» STATED PROBLEM
Filter the rows below down to the lines that contain the string "branching", and copy each of those lines out unchanged.

•••••

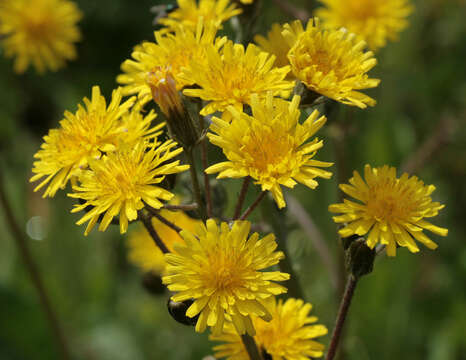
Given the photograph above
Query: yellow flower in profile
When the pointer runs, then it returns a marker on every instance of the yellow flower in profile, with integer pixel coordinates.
(390, 210)
(271, 146)
(144, 253)
(220, 268)
(374, 21)
(332, 63)
(288, 336)
(276, 44)
(172, 51)
(39, 32)
(189, 12)
(91, 131)
(232, 75)
(121, 182)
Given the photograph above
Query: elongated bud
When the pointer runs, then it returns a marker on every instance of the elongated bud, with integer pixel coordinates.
(181, 126)
(359, 258)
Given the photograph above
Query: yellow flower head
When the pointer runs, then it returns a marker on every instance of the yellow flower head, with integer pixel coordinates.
(142, 250)
(120, 182)
(374, 21)
(271, 146)
(220, 268)
(41, 32)
(232, 75)
(173, 52)
(276, 44)
(390, 210)
(91, 131)
(189, 12)
(288, 336)
(332, 63)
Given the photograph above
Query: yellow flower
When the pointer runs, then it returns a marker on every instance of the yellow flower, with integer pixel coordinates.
(271, 146)
(276, 44)
(142, 250)
(172, 52)
(41, 32)
(288, 336)
(232, 75)
(189, 12)
(120, 182)
(390, 210)
(374, 21)
(332, 63)
(91, 131)
(220, 268)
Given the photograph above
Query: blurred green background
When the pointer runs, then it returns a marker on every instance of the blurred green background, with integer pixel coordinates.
(411, 307)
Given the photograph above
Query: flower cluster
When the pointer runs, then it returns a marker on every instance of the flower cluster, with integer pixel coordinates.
(245, 99)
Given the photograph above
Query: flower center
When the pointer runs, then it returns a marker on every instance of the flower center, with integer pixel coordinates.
(268, 150)
(224, 273)
(389, 203)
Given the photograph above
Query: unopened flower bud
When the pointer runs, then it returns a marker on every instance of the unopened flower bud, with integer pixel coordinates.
(178, 311)
(181, 126)
(359, 258)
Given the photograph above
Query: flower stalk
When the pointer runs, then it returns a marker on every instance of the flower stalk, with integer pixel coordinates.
(341, 317)
(146, 220)
(251, 208)
(195, 182)
(241, 197)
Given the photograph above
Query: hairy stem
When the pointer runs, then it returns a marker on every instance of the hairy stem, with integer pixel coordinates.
(146, 220)
(208, 192)
(241, 197)
(312, 231)
(155, 213)
(195, 182)
(250, 209)
(35, 275)
(183, 207)
(341, 317)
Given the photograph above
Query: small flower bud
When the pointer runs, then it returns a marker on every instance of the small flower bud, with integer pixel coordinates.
(181, 126)
(178, 312)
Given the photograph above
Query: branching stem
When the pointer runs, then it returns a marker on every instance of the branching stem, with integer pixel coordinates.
(341, 317)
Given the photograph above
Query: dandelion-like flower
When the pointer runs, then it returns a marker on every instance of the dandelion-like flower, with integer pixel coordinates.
(189, 12)
(144, 253)
(276, 44)
(374, 21)
(40, 32)
(332, 63)
(271, 146)
(288, 336)
(171, 52)
(91, 131)
(122, 181)
(232, 75)
(390, 210)
(220, 268)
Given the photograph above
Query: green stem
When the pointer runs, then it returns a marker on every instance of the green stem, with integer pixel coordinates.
(195, 182)
(146, 220)
(275, 216)
(341, 317)
(251, 347)
(250, 209)
(241, 197)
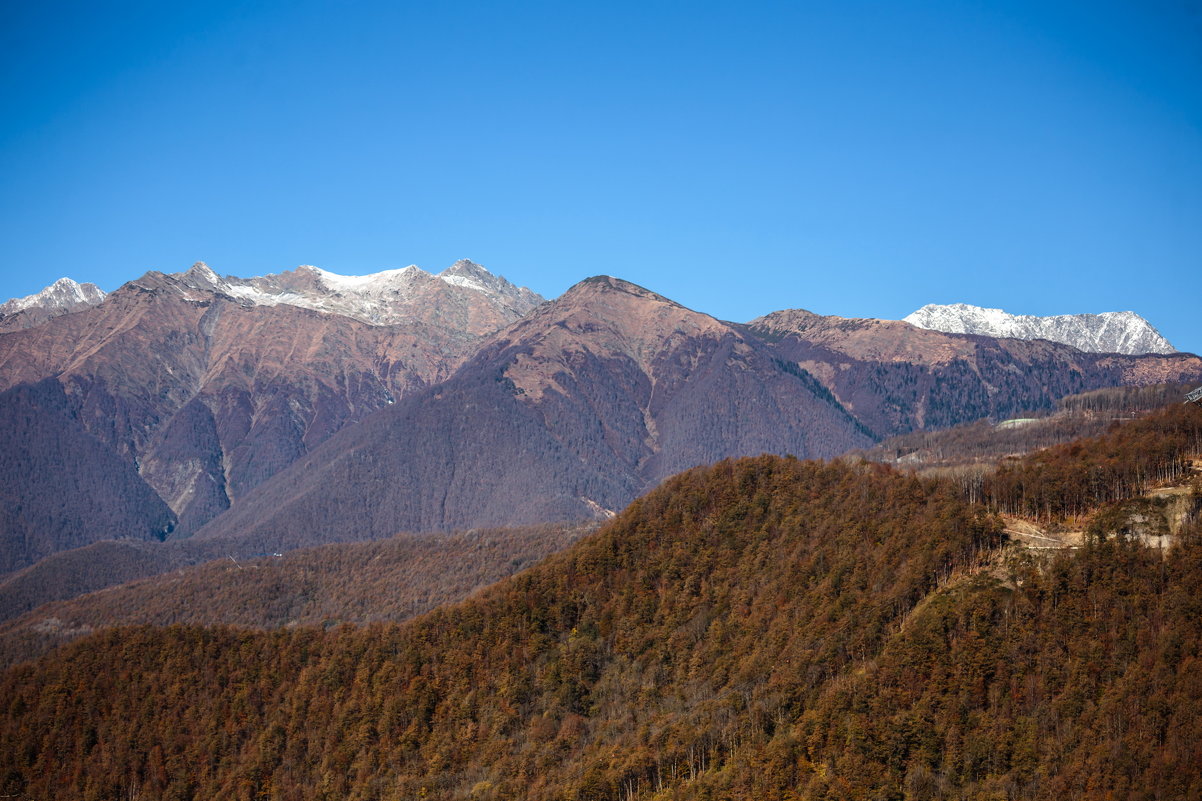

•••••

» EXPECTED ANSWER
Query: branching stem
When the pointer runs, then it returns a marker on every instance of the branching stem, with integer pixel coordinates.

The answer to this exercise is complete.